Short problem: Copy the rows from their beginning through the line containing "[0,37,150,60]", inclusive, and leave the pictures out of your copy.

---

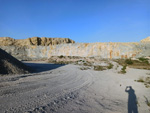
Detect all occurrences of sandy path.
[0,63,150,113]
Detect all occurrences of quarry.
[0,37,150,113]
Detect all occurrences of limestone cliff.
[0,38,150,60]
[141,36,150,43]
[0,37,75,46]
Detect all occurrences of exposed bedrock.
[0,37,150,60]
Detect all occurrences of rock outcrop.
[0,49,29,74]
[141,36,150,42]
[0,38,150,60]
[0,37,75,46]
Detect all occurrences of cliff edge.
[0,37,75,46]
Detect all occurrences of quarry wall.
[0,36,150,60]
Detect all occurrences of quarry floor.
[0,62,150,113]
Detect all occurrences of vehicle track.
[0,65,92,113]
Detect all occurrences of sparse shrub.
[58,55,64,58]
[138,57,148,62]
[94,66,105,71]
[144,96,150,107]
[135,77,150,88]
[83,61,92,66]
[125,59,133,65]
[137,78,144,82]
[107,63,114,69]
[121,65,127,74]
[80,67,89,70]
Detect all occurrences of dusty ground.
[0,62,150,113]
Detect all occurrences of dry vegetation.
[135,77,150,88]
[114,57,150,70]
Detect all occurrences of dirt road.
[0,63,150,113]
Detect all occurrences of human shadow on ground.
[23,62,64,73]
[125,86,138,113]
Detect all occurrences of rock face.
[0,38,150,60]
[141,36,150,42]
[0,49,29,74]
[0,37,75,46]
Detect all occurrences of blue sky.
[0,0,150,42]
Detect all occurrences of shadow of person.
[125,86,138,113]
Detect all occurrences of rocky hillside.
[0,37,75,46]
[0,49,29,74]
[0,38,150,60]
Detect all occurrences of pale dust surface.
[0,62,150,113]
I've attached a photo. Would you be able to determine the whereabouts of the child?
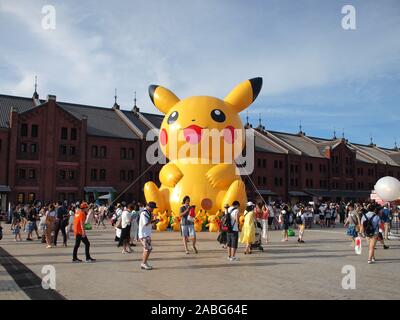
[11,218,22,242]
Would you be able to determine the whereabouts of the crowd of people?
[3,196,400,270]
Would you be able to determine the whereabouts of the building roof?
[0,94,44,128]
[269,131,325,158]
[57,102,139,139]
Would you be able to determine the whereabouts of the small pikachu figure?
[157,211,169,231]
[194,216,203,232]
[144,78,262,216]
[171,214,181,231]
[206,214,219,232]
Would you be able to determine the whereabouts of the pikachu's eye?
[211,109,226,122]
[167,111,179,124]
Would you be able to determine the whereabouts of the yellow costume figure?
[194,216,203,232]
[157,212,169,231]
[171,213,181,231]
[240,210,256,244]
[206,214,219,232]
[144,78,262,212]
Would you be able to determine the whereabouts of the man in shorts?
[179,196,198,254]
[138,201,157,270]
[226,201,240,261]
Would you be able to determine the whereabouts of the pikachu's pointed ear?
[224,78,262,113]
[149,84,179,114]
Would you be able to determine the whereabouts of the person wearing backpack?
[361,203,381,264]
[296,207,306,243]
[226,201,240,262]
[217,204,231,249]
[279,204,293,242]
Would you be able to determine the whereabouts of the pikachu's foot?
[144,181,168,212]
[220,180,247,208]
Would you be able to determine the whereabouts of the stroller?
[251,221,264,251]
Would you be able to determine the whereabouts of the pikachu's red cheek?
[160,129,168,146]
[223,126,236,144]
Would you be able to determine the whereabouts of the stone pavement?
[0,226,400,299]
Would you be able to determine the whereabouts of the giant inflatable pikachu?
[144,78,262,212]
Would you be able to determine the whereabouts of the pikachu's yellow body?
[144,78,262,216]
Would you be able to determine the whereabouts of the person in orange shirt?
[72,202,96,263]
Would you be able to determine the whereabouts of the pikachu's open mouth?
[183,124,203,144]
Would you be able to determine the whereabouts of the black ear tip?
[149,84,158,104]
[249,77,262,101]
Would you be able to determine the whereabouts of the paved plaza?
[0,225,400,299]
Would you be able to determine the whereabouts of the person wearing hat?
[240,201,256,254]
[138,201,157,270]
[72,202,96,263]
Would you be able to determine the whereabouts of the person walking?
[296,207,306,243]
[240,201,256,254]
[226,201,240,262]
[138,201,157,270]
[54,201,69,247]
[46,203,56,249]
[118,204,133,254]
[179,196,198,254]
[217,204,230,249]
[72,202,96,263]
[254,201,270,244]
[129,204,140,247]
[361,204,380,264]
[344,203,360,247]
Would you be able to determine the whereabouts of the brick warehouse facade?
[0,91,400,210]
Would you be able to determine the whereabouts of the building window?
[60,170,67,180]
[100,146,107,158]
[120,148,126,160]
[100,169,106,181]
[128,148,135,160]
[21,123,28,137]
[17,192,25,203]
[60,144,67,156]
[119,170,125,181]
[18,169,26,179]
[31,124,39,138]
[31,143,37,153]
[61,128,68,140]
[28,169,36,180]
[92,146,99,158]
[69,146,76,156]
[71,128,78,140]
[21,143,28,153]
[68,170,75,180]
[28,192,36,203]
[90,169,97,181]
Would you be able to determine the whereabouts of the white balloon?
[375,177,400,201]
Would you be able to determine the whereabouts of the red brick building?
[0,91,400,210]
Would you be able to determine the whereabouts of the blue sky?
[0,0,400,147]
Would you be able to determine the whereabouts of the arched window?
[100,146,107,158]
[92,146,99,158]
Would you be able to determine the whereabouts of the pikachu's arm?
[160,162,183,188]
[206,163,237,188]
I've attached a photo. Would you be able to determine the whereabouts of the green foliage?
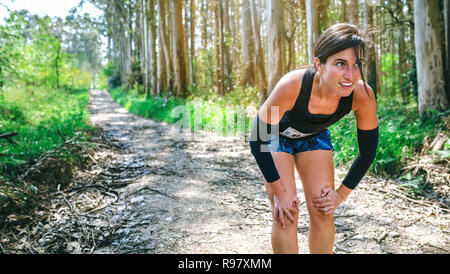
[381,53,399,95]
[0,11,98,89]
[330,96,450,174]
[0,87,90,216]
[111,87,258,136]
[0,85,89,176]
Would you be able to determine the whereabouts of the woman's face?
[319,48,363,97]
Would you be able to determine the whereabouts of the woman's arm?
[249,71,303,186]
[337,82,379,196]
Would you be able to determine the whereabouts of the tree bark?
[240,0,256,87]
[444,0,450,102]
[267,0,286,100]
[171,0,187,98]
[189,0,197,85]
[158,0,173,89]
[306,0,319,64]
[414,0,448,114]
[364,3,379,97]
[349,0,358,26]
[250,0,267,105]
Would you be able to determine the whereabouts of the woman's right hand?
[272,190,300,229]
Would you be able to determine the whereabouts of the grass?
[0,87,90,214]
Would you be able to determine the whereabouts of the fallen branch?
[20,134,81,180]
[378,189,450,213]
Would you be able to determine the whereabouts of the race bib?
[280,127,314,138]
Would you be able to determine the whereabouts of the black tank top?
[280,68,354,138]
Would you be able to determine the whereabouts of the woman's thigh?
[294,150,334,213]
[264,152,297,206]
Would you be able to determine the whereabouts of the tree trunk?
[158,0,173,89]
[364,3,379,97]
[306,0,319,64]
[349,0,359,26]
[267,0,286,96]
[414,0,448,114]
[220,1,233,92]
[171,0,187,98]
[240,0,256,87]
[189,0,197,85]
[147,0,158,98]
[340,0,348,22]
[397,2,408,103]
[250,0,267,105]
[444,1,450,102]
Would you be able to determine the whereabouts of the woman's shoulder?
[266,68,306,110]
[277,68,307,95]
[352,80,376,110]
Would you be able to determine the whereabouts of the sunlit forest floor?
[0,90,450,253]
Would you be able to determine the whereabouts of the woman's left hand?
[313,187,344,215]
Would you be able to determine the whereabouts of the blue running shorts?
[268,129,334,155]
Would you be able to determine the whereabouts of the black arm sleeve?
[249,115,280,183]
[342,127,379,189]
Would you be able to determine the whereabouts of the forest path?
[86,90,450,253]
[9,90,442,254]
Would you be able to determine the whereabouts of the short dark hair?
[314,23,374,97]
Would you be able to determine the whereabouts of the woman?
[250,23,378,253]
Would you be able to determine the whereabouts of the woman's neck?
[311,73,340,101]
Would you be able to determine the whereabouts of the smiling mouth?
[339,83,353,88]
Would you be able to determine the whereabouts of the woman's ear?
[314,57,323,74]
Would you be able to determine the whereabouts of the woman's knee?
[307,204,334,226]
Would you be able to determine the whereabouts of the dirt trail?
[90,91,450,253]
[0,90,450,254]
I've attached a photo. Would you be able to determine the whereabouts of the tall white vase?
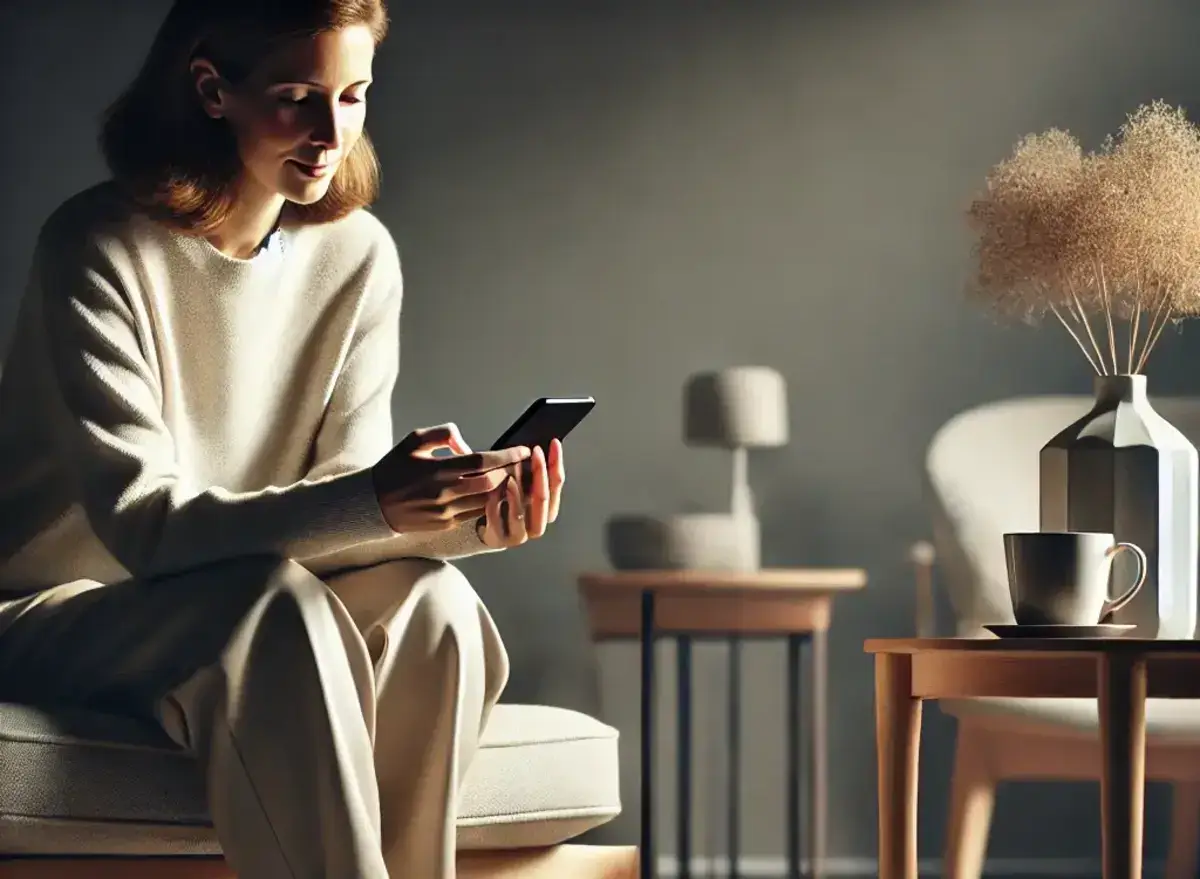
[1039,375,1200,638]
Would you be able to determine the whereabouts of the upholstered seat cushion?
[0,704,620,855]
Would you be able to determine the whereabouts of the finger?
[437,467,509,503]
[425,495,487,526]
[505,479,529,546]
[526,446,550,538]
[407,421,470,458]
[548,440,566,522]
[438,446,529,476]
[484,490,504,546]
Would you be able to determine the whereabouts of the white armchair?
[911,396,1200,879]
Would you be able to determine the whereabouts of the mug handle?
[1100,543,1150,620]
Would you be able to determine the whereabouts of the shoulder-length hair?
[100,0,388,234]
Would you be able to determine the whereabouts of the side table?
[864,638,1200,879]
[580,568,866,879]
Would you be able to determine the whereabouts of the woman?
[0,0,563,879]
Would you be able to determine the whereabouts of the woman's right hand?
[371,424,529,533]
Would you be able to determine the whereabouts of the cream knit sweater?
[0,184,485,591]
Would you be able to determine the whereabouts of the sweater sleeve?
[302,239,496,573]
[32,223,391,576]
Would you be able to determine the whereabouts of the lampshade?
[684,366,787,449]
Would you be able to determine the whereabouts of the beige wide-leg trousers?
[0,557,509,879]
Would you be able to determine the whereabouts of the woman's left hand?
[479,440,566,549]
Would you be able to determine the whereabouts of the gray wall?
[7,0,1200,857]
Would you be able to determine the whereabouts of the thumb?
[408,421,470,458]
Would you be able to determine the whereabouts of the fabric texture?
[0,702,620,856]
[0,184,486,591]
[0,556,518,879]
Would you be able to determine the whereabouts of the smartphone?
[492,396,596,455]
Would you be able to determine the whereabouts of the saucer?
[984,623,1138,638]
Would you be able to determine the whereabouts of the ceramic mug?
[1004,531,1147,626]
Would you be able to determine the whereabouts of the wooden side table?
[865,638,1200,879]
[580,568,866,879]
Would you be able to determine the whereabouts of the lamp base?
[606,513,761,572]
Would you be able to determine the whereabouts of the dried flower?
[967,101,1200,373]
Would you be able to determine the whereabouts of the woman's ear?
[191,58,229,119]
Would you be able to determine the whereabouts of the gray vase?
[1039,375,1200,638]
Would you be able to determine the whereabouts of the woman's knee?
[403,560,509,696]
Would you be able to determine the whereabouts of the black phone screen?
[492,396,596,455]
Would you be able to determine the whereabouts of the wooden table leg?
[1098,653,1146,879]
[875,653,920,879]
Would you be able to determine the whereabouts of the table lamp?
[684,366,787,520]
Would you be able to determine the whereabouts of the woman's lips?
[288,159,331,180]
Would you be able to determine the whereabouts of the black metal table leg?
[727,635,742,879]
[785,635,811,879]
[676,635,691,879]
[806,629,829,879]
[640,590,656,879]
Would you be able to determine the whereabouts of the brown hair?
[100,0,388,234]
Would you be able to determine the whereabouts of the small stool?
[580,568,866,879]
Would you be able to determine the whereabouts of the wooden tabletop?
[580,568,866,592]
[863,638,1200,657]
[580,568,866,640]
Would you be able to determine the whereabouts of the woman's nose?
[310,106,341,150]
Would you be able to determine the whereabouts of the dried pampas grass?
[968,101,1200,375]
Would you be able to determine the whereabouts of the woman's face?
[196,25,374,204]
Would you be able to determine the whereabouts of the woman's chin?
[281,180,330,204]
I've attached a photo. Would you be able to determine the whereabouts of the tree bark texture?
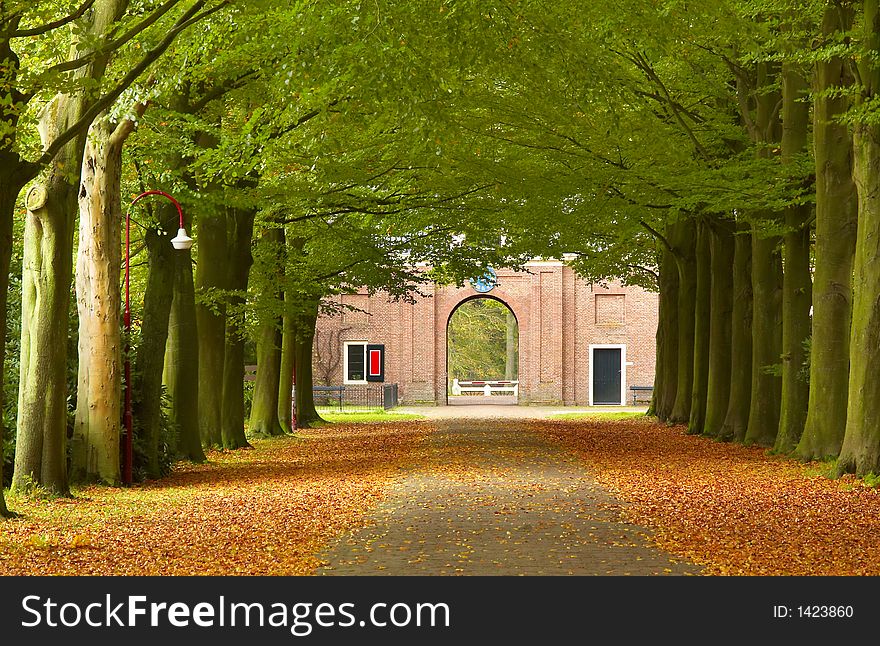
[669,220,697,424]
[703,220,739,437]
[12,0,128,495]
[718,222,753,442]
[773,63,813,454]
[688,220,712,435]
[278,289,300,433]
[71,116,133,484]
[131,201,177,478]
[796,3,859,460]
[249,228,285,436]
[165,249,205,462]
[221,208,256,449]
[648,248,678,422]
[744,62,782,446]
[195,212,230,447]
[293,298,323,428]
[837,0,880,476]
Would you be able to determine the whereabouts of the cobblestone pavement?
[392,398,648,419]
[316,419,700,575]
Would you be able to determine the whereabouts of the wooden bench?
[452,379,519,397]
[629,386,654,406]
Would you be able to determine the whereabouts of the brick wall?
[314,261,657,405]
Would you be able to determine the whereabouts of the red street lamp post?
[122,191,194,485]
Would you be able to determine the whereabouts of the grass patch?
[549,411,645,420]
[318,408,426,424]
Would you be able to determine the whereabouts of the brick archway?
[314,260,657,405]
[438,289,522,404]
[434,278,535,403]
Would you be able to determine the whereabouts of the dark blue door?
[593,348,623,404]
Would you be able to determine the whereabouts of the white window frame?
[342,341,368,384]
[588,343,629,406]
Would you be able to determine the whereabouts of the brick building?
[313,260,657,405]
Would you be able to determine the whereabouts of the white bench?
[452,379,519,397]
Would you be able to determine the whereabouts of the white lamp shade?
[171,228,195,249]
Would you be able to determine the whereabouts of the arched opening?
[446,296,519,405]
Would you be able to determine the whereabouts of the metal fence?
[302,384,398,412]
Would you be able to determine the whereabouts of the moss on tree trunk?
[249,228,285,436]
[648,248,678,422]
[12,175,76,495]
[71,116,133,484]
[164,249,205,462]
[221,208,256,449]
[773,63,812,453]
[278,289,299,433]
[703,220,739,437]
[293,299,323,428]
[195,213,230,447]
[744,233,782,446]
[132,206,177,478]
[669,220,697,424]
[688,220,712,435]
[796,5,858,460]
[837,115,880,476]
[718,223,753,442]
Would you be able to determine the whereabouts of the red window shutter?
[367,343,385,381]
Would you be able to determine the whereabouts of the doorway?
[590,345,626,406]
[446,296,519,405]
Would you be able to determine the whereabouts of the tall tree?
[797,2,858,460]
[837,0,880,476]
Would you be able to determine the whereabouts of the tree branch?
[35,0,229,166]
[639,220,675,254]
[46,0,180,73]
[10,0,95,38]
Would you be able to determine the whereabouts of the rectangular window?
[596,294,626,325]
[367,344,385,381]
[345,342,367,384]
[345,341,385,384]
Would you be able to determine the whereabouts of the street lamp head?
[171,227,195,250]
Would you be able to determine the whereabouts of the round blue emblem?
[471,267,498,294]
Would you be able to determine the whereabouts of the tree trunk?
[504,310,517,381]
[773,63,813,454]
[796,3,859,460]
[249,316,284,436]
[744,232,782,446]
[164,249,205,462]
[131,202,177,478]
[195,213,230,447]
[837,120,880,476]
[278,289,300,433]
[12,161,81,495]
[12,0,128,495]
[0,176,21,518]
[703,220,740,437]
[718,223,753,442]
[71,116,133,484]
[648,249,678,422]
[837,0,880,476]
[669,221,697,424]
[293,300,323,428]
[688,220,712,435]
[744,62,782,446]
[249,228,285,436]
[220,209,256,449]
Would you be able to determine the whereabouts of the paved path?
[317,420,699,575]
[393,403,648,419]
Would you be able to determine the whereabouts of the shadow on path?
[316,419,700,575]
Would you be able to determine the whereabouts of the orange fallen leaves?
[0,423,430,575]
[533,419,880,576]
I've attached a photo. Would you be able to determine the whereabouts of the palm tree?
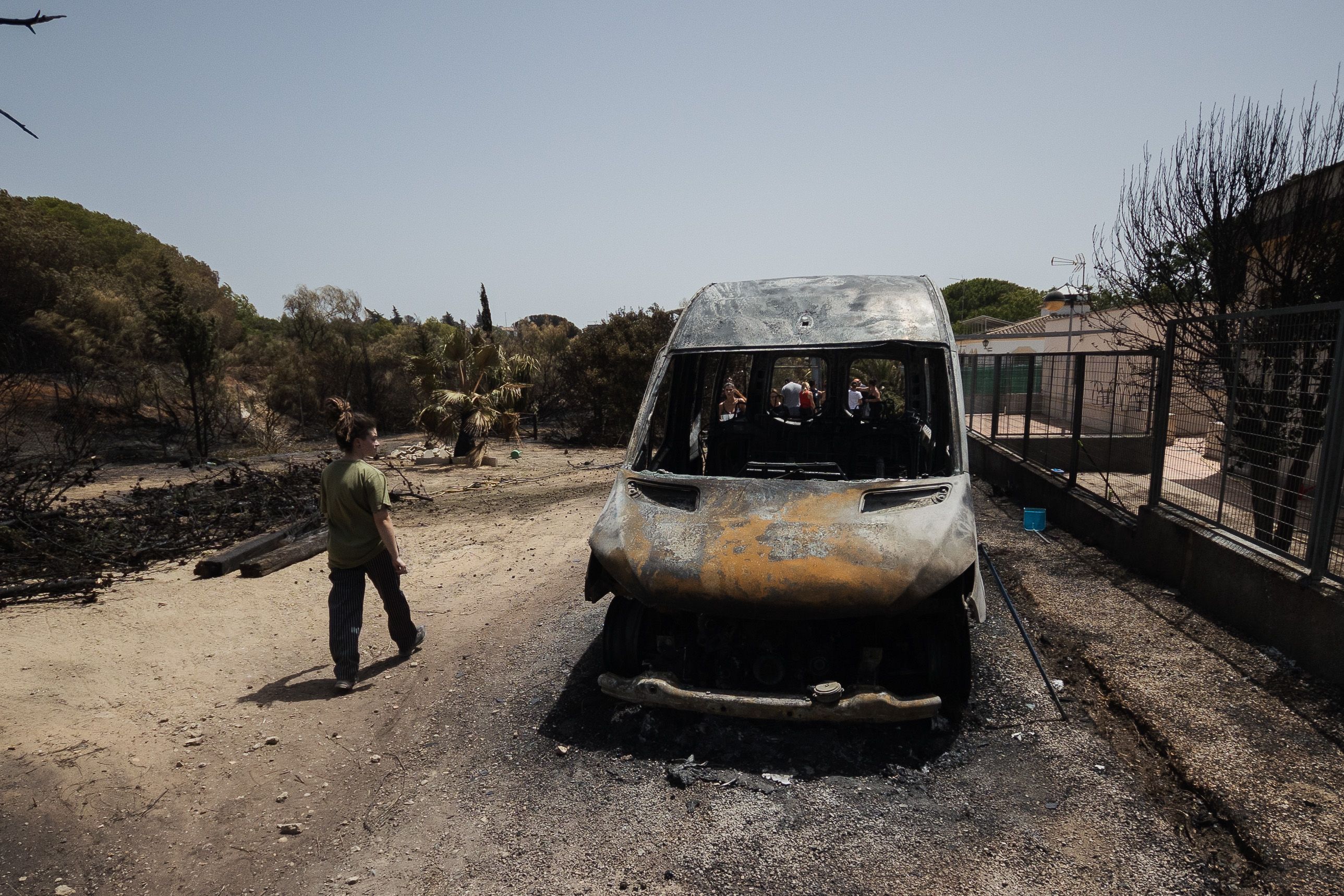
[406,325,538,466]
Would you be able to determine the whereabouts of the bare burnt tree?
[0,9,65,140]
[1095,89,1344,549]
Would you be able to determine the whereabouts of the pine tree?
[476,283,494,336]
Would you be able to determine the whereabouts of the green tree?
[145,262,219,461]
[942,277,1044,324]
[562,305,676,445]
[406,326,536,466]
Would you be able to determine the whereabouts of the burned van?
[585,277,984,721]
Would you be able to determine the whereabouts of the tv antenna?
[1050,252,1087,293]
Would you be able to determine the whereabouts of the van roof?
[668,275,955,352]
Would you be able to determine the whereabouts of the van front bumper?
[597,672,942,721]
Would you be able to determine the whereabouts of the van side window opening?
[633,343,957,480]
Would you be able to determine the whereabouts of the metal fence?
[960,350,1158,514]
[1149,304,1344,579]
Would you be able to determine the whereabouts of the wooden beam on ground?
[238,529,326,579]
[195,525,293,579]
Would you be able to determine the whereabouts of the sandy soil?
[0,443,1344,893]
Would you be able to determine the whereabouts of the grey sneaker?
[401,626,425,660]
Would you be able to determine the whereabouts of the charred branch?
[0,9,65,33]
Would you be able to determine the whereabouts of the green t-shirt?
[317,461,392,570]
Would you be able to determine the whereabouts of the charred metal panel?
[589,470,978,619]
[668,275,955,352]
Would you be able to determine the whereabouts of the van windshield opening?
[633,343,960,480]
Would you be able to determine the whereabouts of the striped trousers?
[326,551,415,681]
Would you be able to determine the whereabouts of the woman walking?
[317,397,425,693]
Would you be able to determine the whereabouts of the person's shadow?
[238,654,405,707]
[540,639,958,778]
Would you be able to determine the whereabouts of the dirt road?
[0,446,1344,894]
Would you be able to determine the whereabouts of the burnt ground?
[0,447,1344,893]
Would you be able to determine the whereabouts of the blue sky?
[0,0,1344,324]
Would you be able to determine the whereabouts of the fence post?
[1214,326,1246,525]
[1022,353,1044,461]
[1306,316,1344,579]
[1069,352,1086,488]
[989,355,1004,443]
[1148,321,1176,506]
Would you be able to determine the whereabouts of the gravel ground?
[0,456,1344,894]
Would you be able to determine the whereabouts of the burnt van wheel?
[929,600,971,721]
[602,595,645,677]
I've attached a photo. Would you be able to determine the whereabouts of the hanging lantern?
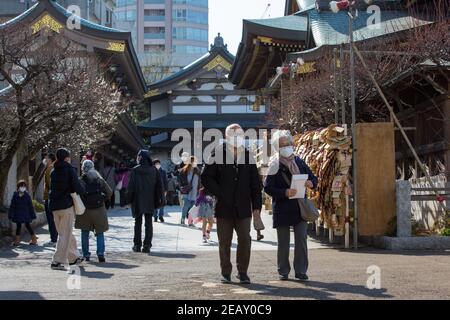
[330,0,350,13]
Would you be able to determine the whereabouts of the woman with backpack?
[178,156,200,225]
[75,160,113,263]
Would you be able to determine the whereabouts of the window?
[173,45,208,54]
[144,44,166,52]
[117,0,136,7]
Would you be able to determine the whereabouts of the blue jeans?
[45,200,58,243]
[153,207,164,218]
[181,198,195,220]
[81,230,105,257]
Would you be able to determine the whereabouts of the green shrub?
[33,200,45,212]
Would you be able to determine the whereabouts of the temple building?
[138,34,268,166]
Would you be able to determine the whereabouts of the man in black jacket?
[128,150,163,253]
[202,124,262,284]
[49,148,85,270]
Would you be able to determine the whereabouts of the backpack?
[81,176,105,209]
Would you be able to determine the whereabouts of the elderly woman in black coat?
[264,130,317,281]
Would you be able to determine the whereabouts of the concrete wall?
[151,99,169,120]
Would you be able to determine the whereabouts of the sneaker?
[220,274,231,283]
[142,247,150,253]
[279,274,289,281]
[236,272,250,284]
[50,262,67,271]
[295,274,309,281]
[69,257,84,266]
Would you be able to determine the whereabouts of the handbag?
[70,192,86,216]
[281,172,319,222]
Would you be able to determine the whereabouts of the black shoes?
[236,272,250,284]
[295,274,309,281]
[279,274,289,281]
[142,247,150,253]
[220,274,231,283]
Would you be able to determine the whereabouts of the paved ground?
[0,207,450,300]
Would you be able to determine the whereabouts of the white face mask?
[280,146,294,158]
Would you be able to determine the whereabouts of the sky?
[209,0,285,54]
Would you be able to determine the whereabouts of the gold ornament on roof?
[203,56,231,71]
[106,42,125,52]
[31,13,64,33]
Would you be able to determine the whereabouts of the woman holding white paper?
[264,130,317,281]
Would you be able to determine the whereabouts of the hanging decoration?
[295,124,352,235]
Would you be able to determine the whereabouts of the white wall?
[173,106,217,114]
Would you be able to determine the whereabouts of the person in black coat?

---

In response:
Detect all occurrences of sandy path.
[0,63,150,113]
Detect all occurrences of quarry.
[0,37,150,113]
Detect all occurrences of limestone cliff.
[0,38,150,60]
[141,36,150,43]
[0,37,75,46]
Detect all occurrences of exposed bedrock.
[0,37,150,60]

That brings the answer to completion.